*** Records for this exercise

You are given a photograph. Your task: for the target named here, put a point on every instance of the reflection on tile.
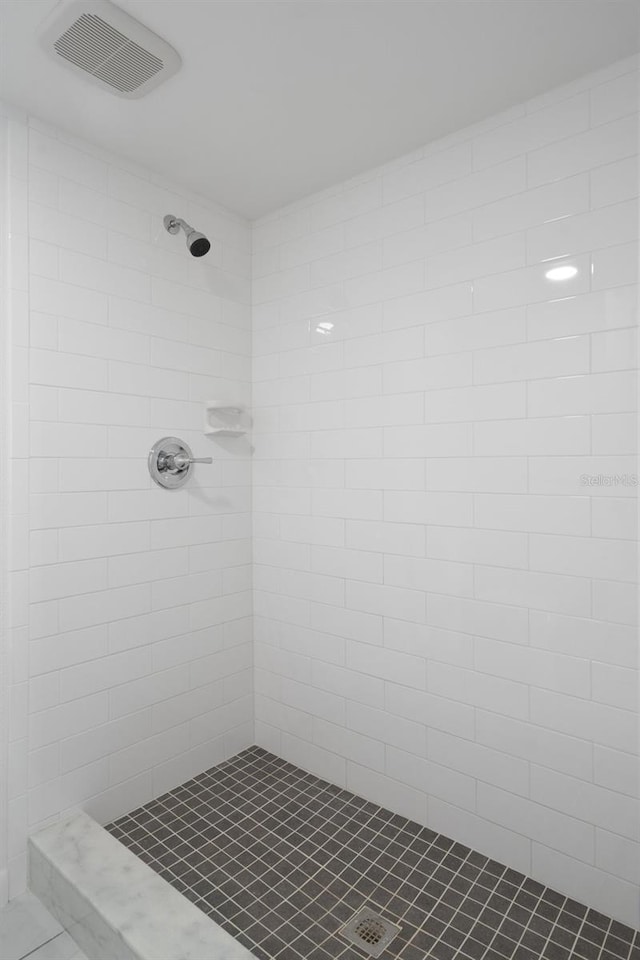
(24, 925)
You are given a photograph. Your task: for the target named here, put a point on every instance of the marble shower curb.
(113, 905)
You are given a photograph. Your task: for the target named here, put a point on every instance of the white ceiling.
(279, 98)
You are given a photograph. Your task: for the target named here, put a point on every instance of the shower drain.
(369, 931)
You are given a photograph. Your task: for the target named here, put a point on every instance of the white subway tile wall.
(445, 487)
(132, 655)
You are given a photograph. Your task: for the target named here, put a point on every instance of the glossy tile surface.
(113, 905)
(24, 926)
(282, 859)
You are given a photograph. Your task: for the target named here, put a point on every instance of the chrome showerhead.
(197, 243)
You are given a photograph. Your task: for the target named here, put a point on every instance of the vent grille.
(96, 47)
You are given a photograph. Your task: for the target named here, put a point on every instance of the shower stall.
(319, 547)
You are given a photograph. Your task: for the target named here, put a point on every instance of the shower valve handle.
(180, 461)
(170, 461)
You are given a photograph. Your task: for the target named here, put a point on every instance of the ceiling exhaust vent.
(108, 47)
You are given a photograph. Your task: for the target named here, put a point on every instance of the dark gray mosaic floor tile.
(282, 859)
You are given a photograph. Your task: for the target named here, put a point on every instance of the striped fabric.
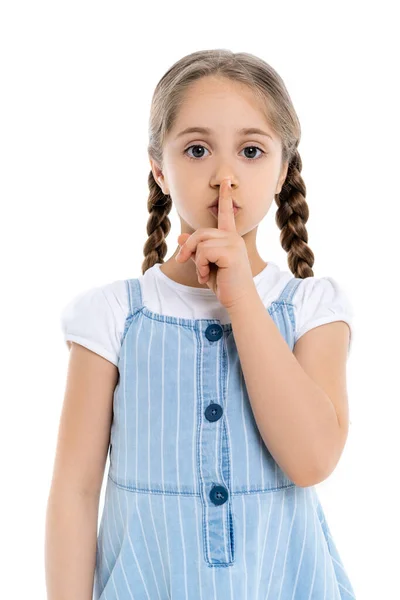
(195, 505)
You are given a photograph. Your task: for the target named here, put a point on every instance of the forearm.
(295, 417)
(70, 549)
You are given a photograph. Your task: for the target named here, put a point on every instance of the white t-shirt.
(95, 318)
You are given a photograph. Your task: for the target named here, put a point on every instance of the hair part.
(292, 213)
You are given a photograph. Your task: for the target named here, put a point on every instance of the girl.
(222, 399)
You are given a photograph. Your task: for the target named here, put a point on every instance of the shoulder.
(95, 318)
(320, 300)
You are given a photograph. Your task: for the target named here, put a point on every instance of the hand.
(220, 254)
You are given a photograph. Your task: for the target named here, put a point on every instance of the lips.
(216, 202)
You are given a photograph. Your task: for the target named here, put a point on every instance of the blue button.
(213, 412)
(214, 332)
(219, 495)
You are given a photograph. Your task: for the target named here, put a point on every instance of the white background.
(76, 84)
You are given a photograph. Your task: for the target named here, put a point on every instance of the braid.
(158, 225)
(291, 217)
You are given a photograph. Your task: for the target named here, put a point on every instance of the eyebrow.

******

### Short problem
Write out the listing word for word, omitting the pictures it holds.

### Written solution
You are given a photograph. Your task: for the target named here, put a point on every instance of the reflection on tile.
(24, 925)
You are given a photograph. Your task: for the target named here, put a point on every instance of the marble shower curb.
(113, 905)
You are given a photograph. Your task: for the target named here, put a point on every instance of the white ceiling.
(279, 98)
You are given a photograph. Your task: for the target named here, put a point on every instance of the shower drain.
(369, 931)
You are given a photograph. Your task: for the target named here, put a point on every instance of the white subway tile wall.
(445, 487)
(132, 655)
You are given a photograph. Your task: for the target named here, put a point on every instance of the glossy tile surface.
(113, 905)
(24, 926)
(282, 859)
You are given a photograph. Your task: for the target named here, put a point on every instance of the chrome showerhead.
(197, 243)
You are given a photograph. Your task: for the target named here, put a point on every instance of the vent grille.
(96, 47)
You are given a photograph. Your task: for the target named here, put a point on every instance of the shower stall.
(319, 547)
You are given a photograph. Your task: for the target named here, put a point on every instance of the shower valve handle.
(180, 461)
(170, 461)
You are given a photograph. Your task: for the target named here, put a point on every instance of the ceiling exhaust vent.
(108, 47)
You are given a photograph. Your task: for the target named here, put a point on every instance of the dark gray mosaic floor tile.
(282, 859)
You are given a photograph. Your task: for the target named here, put a point on every instance of the striped fabric.
(195, 505)
You are given a photograph. Your task: for the target named here, put a point on every instance of the forearm.
(295, 417)
(70, 549)
You are given a photograph. Your task: for the target named here, put a point on every instance of the white t-shirt.
(95, 318)
You are given a photograph. Your task: for the target named here, put a point on every instance of the hair part.
(292, 213)
You are given a photograph. Your task: for the target named here, put a point on every instance of the girl.
(222, 399)
You are given a photograph. Your task: for the target named here, put a point on every instance of the shoulder.
(95, 318)
(320, 300)
You are given a photograph. Your task: for the target named here, put a point on every instance of the hand.
(220, 254)
You are given a photograph. Your task: for the target named here, put a point on every instance of the lips.
(216, 202)
You are given a photograph. Your task: for the target named here, put a point on every instance of the blue button.
(213, 412)
(214, 332)
(219, 495)
You are given a photograph. Your task: for the target named here, put a point on every instance of the white background.
(76, 84)
You are given a photograph. Your task: for the target named here, put a point on every instance of the braid.
(158, 225)
(291, 217)
You are given a photograph. Your task: for the target named here, put a point on every instance of the eyebrow.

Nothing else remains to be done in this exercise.